== Dataset records ==

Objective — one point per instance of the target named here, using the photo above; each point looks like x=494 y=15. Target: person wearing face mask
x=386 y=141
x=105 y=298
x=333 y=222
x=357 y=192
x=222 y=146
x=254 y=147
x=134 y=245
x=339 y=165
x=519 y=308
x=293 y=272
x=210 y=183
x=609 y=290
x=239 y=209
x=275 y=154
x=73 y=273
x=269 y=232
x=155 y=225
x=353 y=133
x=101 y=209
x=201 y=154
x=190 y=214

===
== Dataset records ==

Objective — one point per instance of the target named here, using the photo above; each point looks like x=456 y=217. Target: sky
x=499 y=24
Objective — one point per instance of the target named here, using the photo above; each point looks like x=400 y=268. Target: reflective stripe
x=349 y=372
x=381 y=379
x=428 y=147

===
== Dataset records ==

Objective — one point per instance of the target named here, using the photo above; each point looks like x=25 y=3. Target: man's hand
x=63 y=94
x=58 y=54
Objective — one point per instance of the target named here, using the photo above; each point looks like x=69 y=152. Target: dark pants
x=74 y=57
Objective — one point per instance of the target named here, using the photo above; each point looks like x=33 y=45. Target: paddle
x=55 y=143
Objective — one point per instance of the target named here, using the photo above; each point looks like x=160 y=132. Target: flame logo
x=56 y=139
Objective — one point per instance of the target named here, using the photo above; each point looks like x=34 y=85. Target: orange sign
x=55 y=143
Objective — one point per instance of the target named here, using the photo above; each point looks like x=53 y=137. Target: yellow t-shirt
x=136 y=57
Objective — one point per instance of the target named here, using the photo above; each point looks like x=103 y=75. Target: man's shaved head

===

- **To be done**:
Please express the entries as a JSON list of strings, one string per line with blank lines omitted, beginning at the line that contains "wearing face mask" and stopping after the line that contains "x=190 y=214". Include no other lines.

- **Result of this exercise**:
[
  "Objective — one point per instance of the target named here, using the photo above; each point looks like x=494 y=15. Target: person wearing face mask",
  "x=386 y=141",
  "x=105 y=298",
  "x=333 y=222",
  "x=357 y=192",
  "x=222 y=146",
  "x=254 y=147",
  "x=134 y=245",
  "x=339 y=165",
  "x=519 y=308",
  "x=293 y=272",
  "x=210 y=183",
  "x=609 y=290",
  "x=239 y=209",
  "x=275 y=154",
  "x=73 y=273",
  "x=269 y=232",
  "x=155 y=225",
  "x=353 y=133",
  "x=101 y=209",
  "x=201 y=154",
  "x=190 y=214"
]